> _What you need to do_
Within the records below, find each line that holds the string "edge", then copy it.

(Records from a data source)
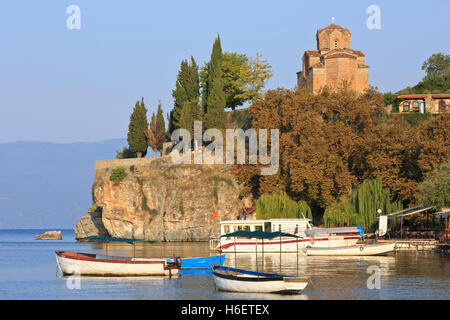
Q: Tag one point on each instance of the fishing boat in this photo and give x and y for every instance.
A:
(356, 250)
(100, 265)
(319, 237)
(202, 262)
(240, 280)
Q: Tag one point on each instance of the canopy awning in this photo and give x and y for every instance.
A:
(258, 234)
(313, 232)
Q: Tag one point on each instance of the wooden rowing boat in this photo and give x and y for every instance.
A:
(356, 250)
(70, 263)
(238, 280)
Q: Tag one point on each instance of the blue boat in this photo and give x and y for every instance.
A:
(202, 262)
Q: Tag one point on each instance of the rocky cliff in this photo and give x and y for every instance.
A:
(159, 200)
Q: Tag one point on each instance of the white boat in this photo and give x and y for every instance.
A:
(356, 250)
(320, 237)
(238, 280)
(70, 263)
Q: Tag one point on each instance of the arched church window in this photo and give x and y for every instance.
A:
(406, 106)
(442, 106)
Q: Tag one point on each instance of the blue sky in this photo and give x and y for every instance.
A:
(64, 85)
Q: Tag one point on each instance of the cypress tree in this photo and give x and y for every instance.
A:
(161, 128)
(213, 99)
(137, 130)
(187, 89)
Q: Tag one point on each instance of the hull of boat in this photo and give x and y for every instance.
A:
(238, 280)
(356, 250)
(71, 263)
(202, 262)
(287, 245)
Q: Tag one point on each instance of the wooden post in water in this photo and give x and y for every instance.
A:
(256, 250)
(235, 256)
(280, 253)
(262, 254)
(296, 240)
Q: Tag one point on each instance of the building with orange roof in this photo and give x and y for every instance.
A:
(333, 63)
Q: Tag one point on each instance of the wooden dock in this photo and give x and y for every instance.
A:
(418, 244)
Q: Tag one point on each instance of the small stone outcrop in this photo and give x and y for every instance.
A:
(49, 235)
(90, 225)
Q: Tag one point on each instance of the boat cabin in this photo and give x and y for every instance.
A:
(293, 226)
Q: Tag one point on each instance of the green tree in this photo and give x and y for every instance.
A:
(244, 77)
(273, 206)
(361, 207)
(435, 189)
(137, 130)
(191, 112)
(437, 65)
(213, 95)
(125, 154)
(187, 89)
(391, 99)
(161, 128)
(156, 132)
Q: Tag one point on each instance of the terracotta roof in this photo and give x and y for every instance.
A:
(423, 96)
(340, 55)
(312, 53)
(349, 51)
(317, 65)
(331, 27)
(358, 53)
(441, 95)
(412, 96)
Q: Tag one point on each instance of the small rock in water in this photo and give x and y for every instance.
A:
(49, 235)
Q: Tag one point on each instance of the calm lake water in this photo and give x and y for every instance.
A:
(28, 271)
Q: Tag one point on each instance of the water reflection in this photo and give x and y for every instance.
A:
(404, 275)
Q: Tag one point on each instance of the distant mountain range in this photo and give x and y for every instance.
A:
(48, 185)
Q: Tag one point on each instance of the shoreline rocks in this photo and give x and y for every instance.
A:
(160, 201)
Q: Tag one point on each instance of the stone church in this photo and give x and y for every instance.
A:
(333, 63)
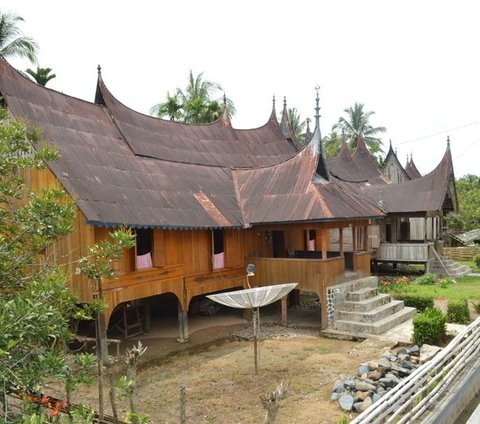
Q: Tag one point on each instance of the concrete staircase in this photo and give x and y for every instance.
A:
(361, 310)
(455, 269)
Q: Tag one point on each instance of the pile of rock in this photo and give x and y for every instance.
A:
(374, 379)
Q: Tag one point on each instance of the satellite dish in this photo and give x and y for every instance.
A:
(253, 299)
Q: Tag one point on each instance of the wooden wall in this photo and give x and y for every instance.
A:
(67, 250)
(182, 259)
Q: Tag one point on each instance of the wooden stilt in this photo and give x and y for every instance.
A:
(146, 314)
(182, 325)
(284, 310)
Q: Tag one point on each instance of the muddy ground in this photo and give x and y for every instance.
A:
(217, 370)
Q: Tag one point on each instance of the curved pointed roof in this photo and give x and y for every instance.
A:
(392, 168)
(125, 168)
(359, 167)
(286, 127)
(424, 194)
(412, 170)
(289, 192)
(213, 144)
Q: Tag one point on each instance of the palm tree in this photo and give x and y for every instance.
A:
(13, 42)
(357, 124)
(41, 76)
(297, 124)
(332, 143)
(194, 104)
(172, 108)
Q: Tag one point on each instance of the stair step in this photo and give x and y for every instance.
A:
(374, 315)
(362, 294)
(367, 304)
(378, 327)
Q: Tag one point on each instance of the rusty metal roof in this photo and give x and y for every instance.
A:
(125, 168)
(411, 169)
(112, 185)
(422, 195)
(357, 168)
(214, 144)
(286, 192)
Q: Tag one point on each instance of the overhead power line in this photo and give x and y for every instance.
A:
(438, 133)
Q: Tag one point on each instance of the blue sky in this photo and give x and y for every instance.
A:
(415, 63)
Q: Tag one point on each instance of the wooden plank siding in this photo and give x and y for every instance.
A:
(67, 250)
(403, 252)
(182, 259)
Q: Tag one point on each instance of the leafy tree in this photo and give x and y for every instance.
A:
(12, 41)
(34, 302)
(36, 307)
(297, 124)
(41, 75)
(194, 104)
(468, 193)
(172, 108)
(357, 124)
(332, 144)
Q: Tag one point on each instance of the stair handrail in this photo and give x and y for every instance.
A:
(439, 258)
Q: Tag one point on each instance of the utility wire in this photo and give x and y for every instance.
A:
(438, 133)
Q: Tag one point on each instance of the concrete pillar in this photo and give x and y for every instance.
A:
(182, 324)
(147, 316)
(354, 247)
(284, 310)
(340, 240)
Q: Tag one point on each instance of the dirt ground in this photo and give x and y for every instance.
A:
(217, 371)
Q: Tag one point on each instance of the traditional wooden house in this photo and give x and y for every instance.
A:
(415, 206)
(203, 200)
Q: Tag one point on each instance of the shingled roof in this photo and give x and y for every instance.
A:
(430, 193)
(411, 169)
(125, 168)
(214, 144)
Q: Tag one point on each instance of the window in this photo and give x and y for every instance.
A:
(218, 249)
(310, 240)
(144, 248)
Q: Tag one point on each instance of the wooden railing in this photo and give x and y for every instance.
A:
(310, 274)
(404, 252)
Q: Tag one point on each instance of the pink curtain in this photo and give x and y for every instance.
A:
(219, 260)
(144, 261)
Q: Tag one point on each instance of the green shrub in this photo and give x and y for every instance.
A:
(415, 301)
(476, 259)
(447, 281)
(476, 306)
(457, 311)
(429, 327)
(426, 280)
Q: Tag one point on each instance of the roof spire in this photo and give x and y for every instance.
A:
(317, 108)
(316, 145)
(286, 127)
(273, 115)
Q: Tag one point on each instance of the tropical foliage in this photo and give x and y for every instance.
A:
(468, 193)
(12, 41)
(356, 124)
(36, 307)
(41, 75)
(197, 103)
(297, 124)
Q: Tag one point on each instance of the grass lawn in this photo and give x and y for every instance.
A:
(462, 288)
(471, 265)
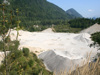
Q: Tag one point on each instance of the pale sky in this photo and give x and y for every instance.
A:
(87, 8)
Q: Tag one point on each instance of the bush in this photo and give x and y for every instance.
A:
(26, 52)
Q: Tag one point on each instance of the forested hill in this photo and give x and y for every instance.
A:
(74, 13)
(33, 10)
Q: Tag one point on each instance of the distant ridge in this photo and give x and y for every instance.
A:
(92, 29)
(74, 13)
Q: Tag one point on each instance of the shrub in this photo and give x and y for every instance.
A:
(26, 52)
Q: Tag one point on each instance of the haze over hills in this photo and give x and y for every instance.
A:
(38, 10)
(74, 13)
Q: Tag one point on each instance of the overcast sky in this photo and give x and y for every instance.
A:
(87, 8)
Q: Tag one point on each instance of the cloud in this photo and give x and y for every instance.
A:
(90, 10)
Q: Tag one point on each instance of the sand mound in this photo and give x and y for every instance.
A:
(60, 61)
(49, 30)
(84, 37)
(93, 29)
(61, 48)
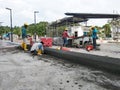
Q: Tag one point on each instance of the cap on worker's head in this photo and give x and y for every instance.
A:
(66, 28)
(25, 24)
(92, 27)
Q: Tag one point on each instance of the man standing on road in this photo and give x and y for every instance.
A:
(24, 36)
(94, 37)
(37, 48)
(65, 36)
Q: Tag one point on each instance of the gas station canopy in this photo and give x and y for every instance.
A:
(68, 20)
(81, 17)
(91, 15)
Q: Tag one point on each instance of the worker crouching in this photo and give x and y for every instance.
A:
(37, 48)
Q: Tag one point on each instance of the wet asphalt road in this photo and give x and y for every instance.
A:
(22, 71)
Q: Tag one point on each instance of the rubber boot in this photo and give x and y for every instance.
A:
(22, 45)
(25, 47)
(39, 52)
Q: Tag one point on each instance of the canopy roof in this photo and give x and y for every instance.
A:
(91, 15)
(67, 20)
(81, 17)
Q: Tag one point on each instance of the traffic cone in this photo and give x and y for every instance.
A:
(25, 47)
(39, 52)
(22, 45)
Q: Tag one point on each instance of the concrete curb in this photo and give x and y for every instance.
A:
(100, 62)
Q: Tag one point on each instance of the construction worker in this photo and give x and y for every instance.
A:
(24, 36)
(94, 37)
(37, 48)
(65, 36)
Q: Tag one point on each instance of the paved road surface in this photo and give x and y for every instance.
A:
(22, 71)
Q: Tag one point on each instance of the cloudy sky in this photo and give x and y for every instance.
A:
(51, 10)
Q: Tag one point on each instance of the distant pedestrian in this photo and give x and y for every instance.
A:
(65, 36)
(94, 36)
(24, 36)
(37, 48)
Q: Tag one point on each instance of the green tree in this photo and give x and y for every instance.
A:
(107, 30)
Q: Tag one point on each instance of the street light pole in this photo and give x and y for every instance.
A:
(11, 23)
(35, 24)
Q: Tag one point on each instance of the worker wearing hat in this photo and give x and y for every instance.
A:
(65, 36)
(94, 36)
(37, 48)
(24, 36)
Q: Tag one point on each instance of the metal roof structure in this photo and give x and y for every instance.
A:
(93, 15)
(68, 20)
(81, 17)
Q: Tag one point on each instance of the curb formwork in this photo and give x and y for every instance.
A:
(108, 64)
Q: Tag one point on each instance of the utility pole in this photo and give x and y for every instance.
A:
(35, 24)
(11, 23)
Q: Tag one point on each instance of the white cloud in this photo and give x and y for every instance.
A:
(50, 10)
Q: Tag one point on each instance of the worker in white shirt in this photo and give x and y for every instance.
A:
(37, 48)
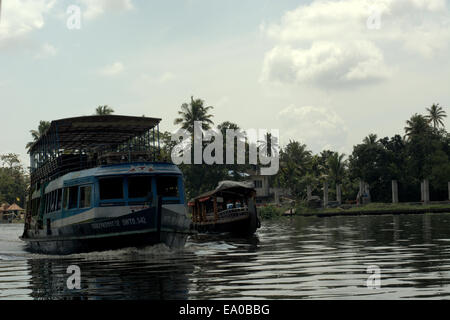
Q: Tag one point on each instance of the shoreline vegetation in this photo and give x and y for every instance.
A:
(272, 211)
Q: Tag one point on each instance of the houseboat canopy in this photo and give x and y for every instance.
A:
(243, 187)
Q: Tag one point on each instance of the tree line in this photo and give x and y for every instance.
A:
(422, 151)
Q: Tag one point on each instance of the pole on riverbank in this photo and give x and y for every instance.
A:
(426, 191)
(309, 192)
(339, 193)
(394, 191)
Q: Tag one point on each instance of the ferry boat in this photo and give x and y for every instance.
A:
(97, 184)
(229, 208)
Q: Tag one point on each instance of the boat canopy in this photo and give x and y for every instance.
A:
(92, 131)
(237, 187)
(79, 143)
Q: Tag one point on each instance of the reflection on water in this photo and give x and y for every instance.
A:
(298, 258)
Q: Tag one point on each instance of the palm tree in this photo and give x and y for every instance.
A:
(417, 125)
(336, 166)
(36, 134)
(194, 111)
(436, 115)
(104, 110)
(370, 139)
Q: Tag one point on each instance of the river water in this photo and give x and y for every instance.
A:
(291, 258)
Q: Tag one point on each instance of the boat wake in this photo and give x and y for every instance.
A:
(159, 250)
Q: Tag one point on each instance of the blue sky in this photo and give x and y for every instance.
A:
(312, 69)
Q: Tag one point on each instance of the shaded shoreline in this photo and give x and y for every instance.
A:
(272, 211)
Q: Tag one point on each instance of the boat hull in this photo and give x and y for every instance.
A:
(138, 229)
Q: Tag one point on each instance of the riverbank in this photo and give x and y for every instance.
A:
(272, 211)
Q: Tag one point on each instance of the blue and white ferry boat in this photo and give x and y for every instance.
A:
(97, 184)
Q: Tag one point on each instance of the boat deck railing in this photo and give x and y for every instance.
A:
(65, 163)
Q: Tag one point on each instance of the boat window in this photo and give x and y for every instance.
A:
(73, 197)
(47, 207)
(167, 186)
(66, 197)
(51, 202)
(111, 188)
(85, 197)
(139, 187)
(58, 204)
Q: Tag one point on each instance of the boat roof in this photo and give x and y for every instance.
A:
(245, 187)
(88, 131)
(153, 168)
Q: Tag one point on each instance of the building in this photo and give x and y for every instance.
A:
(264, 191)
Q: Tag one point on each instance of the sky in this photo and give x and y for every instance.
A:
(325, 73)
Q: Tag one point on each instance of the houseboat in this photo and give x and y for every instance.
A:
(229, 208)
(97, 183)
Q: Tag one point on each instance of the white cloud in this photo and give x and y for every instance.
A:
(318, 127)
(46, 51)
(113, 69)
(328, 43)
(19, 17)
(95, 8)
(166, 77)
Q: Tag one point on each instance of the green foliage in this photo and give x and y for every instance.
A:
(270, 212)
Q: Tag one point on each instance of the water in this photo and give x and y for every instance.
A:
(298, 258)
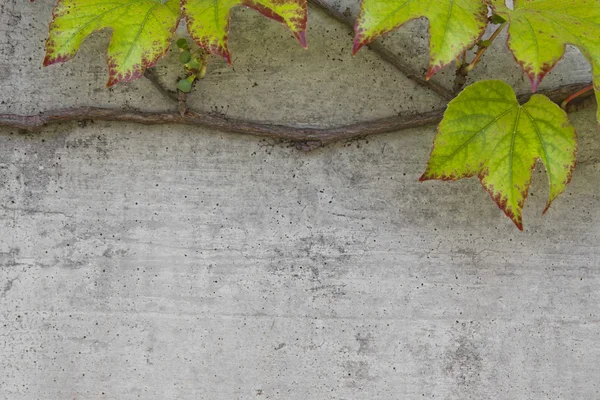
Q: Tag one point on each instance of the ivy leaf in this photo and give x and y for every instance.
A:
(208, 20)
(486, 132)
(142, 32)
(540, 29)
(454, 25)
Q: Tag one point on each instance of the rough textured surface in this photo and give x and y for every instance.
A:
(164, 263)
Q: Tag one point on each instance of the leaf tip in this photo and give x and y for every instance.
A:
(358, 44)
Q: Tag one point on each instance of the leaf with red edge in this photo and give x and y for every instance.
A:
(208, 20)
(454, 25)
(540, 30)
(142, 32)
(486, 132)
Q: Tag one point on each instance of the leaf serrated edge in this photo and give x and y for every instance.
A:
(432, 68)
(113, 78)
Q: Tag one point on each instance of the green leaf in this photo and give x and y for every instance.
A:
(208, 20)
(540, 29)
(142, 32)
(486, 132)
(454, 25)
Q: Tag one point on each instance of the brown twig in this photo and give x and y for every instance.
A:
(462, 71)
(385, 54)
(305, 138)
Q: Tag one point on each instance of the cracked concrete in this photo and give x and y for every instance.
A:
(175, 263)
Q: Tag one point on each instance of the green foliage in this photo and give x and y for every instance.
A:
(142, 32)
(454, 25)
(540, 30)
(208, 20)
(486, 132)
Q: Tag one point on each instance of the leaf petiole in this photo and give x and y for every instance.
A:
(484, 46)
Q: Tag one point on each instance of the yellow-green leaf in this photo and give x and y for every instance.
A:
(208, 20)
(142, 31)
(486, 132)
(540, 29)
(454, 25)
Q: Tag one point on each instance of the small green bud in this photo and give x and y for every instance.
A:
(194, 63)
(185, 57)
(496, 19)
(185, 85)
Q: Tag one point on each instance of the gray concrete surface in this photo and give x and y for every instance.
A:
(170, 263)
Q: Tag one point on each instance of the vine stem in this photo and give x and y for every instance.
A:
(385, 54)
(463, 68)
(481, 51)
(575, 95)
(305, 138)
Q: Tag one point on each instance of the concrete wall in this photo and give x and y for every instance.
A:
(177, 263)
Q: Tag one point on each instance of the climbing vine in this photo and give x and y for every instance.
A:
(486, 130)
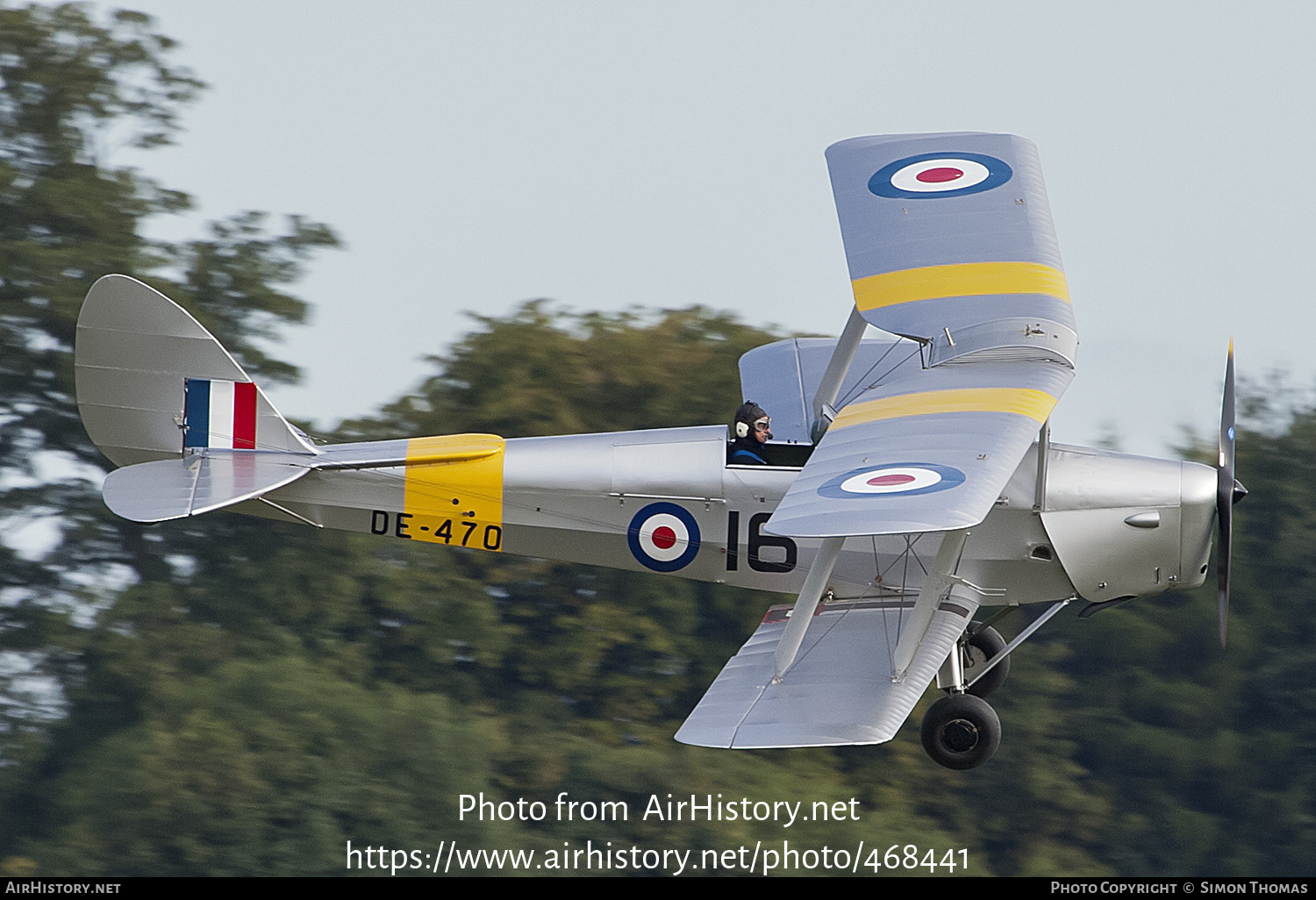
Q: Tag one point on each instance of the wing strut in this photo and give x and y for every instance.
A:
(834, 374)
(810, 595)
(940, 579)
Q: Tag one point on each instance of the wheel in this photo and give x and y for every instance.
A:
(984, 644)
(961, 732)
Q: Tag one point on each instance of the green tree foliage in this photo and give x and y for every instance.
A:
(545, 371)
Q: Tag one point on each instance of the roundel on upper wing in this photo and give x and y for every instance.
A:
(900, 478)
(940, 175)
(663, 537)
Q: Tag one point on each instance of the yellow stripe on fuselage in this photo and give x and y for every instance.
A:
(454, 491)
(958, 281)
(1023, 402)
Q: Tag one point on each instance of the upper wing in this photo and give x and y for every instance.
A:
(947, 231)
(949, 242)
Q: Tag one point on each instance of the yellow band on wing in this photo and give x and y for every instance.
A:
(958, 281)
(454, 491)
(1024, 402)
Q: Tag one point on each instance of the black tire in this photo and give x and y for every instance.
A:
(961, 732)
(984, 644)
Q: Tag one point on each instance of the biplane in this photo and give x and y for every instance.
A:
(911, 494)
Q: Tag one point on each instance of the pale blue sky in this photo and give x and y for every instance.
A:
(608, 154)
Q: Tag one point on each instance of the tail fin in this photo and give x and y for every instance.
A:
(152, 381)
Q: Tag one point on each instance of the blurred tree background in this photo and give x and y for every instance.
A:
(211, 697)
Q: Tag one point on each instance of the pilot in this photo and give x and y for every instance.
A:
(752, 433)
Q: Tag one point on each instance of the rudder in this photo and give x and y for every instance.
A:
(147, 371)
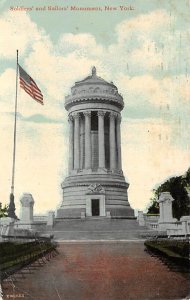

> _Result of the task_
Q: Tag one point on each instance of the leaf with red edge in this photo and give x and y for every instance.
Q: Tag one point on each instance of the leaf serrated edge in this photo and give x and y for every instance.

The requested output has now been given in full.